▶ Text to read:
######

In a few weeks, the standard rate will rise by £10 to £190 and the expensive car supplement will increase to £410 a year, making an additional tax bill of £2,050 over five years.

Despite that, the threshold at which you pay the additional levy has not moved from £40,000 since it was introduced in 2017.

Robert Salter from the accountancy firm Blick Rothenberg said: “It is another example of fiscal drag. If you buy a second hand car which is under the expensive car supplement but it had a list price of more than £40,000 when it first went on the road less than six years ago, you will still have to pay the surcharge.

“So it also affects people who are not buying brand new super expensive vehicles.”

The Institute for Fiscal Studies has previously branded the surcharge an “odd and arbitrary way to tax the well-off” which penalised those choosing to buy an expensive car, rather than those with high wealth or spending more generally.

The idea behind the levy was that those who could afford more expensive cars could afford to pay more towards road tax than standard drivers. But new car prices have risen sharply and a £40,000 price tag is no longer the hallmark of luxury it once was.

Rising car prices and frozen tax thresholds are dragging more drivers into this higher band. The average on-the-road price of a car has risen from £36,798 in 2020 to £52,462 today, according to the motoring website Which Car?. The average family SUV cost £33,415 four years ago, but has risen to £40,331 — tipping it over the surcharge threshold.

######

▶ Records supplied:

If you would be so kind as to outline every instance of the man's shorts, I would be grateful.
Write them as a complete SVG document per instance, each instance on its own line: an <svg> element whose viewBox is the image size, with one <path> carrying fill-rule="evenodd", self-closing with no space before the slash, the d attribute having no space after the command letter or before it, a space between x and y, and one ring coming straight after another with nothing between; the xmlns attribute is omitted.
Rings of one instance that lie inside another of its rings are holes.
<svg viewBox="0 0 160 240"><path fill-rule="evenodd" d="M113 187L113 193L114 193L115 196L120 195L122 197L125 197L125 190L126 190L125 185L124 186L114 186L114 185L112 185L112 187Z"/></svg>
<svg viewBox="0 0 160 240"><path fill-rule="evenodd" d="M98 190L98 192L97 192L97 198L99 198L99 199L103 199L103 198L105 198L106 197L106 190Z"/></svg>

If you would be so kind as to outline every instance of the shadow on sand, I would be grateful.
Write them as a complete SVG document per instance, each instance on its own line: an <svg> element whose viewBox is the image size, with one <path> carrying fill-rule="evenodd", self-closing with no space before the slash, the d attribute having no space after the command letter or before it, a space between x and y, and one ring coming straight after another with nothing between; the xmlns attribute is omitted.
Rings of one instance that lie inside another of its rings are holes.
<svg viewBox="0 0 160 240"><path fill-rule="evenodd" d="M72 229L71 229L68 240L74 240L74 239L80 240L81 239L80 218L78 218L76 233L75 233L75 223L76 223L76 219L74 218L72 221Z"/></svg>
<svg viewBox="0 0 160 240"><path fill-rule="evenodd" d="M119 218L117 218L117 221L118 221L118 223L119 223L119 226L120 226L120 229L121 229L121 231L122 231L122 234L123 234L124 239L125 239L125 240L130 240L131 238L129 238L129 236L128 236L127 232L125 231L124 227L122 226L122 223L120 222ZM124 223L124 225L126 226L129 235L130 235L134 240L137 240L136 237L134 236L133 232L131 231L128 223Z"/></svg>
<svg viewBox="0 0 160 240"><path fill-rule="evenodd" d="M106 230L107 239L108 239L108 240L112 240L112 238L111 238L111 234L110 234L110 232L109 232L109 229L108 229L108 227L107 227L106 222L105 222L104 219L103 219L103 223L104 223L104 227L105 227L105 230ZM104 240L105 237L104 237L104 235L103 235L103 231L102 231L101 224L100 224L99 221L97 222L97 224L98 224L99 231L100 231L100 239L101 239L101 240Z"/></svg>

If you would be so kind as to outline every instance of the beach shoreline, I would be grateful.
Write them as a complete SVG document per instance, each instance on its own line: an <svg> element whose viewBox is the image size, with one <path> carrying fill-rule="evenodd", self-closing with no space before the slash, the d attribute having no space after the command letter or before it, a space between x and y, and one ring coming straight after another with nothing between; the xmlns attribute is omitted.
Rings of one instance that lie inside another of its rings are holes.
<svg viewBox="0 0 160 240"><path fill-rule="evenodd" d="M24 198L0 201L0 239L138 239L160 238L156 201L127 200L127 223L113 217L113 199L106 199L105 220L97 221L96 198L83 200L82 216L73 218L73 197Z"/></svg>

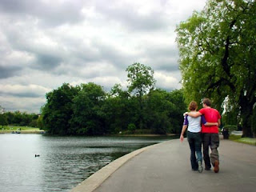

######

▶ Problems:
1. Answer these questions from the passage on car tax:
(a) At what price threshold does the additional levy apply, and in what year was it introduced?
(b) Which accountancy firm is Robert Salter from?
(c) According to Which Car?, what is the average on-the-road price of a car today?
2. Format the entries as a numbered list, starting with the line that contains "shoreline, I would be grateful." and going on through the end of the entries, both ends included. Omit blank lines and leave out the pictures.
The passage and the entries were taken from separate sources.

▶ Solution set:
1.
(a) £40,000, introduced in 2017.
(b) Blick Rothenberg.
(c) £52,462.

2.
1. If you would be so kind as to outline every instance of the beach shoreline, I would be grateful.
2. Write them as a complete SVG document per instance, each instance on its own line: an <svg> element whose viewBox is the image size, with one <path> carrying fill-rule="evenodd", self-closing with no space before the slash, the d attribute having no space after the command letter or before it, a space between x and y, and one ring coming straight after another with nothing between; the xmlns attribute is omitted.
3. Rings of one instance that lie inside another of its rings are holes.
4. <svg viewBox="0 0 160 240"><path fill-rule="evenodd" d="M24 198L0 201L0 239L138 239L160 238L156 201L127 200L127 223L113 217L113 199L106 199L105 220L97 221L96 198L83 200L82 216L73 218L73 197Z"/></svg>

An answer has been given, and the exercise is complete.